Exercise directions -
The expected answer comprises all lines from the entries that contain the string "instances".

─── Information supplied ───

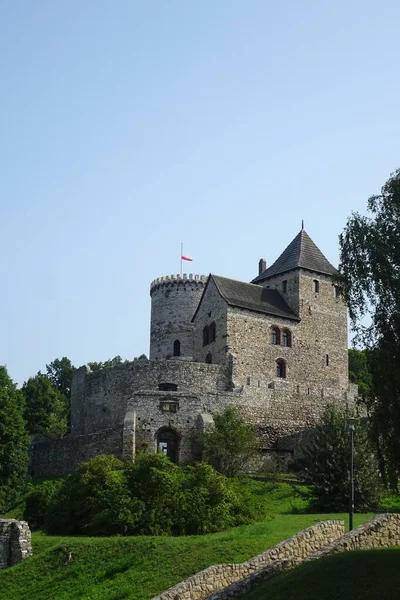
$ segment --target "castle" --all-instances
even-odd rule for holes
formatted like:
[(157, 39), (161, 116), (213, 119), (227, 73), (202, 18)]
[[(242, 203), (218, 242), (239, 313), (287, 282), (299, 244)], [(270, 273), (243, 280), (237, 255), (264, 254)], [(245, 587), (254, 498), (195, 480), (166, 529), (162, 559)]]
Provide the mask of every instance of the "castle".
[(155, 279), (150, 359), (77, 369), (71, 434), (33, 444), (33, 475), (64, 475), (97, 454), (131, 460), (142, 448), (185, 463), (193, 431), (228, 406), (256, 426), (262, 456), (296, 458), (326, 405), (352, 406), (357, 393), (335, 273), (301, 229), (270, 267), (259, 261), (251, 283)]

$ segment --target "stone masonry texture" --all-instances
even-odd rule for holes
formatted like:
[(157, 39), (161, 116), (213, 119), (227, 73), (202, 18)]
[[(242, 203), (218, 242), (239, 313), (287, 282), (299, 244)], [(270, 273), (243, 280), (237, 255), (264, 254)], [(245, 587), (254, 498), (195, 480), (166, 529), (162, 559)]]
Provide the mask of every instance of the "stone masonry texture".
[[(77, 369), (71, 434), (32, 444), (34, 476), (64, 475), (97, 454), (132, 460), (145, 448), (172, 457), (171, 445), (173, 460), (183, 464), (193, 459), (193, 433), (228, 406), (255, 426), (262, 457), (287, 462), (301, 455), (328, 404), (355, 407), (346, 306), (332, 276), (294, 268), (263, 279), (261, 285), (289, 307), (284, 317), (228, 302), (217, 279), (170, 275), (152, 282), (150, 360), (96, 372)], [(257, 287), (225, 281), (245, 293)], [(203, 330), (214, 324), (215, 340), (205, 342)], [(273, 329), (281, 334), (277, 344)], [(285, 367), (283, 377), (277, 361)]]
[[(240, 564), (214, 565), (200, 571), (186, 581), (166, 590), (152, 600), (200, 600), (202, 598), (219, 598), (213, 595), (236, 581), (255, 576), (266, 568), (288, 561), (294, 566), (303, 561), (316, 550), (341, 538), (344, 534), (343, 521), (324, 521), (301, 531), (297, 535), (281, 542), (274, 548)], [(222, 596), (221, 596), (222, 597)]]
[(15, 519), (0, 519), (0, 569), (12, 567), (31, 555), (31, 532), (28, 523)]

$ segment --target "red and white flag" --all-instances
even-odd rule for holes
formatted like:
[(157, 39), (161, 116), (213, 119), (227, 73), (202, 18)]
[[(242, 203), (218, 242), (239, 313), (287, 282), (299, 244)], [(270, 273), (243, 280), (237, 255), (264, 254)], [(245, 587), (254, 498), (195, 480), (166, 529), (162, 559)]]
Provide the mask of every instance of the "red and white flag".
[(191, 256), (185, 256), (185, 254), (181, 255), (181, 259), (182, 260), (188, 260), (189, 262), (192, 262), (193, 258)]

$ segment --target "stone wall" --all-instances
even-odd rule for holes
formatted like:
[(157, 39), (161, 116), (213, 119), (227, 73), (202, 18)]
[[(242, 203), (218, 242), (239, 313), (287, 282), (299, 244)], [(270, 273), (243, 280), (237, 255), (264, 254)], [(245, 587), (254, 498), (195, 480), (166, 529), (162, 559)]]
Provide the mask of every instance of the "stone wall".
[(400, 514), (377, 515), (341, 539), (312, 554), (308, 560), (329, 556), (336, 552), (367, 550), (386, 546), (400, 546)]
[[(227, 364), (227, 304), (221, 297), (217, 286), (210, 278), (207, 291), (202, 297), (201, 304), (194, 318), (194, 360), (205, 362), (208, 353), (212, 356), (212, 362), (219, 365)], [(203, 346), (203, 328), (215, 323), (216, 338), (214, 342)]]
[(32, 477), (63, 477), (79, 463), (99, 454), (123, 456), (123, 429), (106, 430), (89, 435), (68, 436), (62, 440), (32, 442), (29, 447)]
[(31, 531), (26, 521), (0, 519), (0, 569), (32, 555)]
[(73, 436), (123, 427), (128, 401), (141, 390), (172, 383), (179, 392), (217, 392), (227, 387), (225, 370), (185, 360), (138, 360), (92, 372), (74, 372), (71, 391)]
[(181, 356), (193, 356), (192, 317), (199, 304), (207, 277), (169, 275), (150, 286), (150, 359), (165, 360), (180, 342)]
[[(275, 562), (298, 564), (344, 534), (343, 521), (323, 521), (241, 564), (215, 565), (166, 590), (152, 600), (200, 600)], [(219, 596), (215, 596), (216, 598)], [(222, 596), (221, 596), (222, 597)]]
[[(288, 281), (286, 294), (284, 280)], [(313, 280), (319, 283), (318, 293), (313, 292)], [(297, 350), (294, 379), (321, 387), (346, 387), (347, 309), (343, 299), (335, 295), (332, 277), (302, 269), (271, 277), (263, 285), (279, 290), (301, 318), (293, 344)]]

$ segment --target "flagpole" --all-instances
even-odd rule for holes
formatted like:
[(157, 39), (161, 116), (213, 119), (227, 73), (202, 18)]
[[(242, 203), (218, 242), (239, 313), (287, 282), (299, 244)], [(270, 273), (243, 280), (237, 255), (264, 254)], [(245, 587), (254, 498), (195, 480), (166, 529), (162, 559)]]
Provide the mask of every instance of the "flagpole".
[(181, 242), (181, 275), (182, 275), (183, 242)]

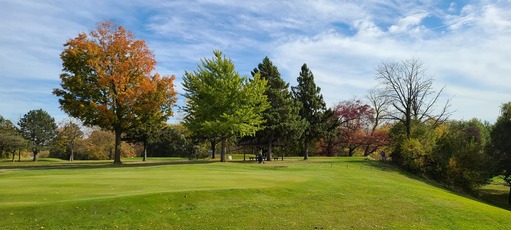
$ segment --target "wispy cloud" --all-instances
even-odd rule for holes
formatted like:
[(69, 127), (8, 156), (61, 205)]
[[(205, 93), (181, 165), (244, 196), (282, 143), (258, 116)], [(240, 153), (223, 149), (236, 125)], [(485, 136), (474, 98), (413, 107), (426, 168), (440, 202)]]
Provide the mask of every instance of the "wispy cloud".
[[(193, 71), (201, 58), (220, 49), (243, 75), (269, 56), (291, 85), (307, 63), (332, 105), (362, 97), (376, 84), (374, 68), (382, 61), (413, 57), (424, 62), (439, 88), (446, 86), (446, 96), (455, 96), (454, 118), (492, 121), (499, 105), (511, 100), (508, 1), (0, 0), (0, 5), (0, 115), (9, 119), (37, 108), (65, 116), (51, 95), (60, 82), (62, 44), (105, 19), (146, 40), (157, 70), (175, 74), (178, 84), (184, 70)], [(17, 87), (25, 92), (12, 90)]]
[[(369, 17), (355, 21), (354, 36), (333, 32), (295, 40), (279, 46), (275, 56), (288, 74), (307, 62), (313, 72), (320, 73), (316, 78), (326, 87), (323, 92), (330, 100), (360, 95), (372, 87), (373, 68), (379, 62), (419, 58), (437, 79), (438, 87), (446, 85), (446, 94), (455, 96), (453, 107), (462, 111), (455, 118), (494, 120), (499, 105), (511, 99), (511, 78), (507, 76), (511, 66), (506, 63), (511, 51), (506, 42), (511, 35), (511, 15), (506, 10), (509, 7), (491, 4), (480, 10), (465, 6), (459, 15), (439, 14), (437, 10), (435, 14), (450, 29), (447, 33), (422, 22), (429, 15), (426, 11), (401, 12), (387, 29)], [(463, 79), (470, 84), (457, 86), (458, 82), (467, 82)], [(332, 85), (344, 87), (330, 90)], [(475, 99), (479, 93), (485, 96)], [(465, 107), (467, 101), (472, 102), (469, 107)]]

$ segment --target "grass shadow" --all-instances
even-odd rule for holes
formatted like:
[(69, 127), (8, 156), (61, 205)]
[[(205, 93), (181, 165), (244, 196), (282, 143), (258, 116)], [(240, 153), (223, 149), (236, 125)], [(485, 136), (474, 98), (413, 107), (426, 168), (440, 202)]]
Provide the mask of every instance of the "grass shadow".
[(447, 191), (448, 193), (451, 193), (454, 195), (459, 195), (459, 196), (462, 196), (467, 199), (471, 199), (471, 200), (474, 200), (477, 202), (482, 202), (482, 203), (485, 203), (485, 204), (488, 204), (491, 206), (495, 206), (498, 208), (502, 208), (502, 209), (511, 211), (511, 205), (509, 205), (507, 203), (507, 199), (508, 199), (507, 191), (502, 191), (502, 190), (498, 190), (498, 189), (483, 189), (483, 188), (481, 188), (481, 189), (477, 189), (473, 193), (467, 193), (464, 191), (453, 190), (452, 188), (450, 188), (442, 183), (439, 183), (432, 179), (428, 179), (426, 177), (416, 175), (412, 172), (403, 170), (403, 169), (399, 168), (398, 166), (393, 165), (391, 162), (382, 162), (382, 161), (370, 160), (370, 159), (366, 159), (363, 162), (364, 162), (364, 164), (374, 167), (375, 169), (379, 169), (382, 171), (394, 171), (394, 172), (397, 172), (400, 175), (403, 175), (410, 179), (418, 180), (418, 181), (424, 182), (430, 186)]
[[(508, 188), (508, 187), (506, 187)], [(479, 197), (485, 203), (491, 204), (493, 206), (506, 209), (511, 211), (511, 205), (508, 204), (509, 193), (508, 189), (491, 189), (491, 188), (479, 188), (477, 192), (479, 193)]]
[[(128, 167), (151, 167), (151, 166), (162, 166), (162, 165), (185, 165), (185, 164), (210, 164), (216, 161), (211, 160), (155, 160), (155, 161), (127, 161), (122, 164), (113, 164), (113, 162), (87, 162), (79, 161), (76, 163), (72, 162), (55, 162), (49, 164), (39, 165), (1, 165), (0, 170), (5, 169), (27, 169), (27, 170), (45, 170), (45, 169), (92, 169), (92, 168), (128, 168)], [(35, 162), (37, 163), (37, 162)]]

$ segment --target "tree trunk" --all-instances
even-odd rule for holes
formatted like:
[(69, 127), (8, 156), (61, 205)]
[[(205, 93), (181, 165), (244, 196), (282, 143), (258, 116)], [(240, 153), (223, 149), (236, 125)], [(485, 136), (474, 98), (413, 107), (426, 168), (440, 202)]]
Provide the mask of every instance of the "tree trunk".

───

Exercise result -
$ segment --target "castle" --all-instances
$ segment --target "stone masonry texture" --all-instances
$ segment --target "red and white flag" --all-instances
$ segment --target "stone wall" --all-instances
$ segment --target "flagpole" --all-instances
$ segment --target "wispy cloud" --all-instances
$ segment --target "grass shadow" --all-instances
$ segment --target "tree trunk" --all-instances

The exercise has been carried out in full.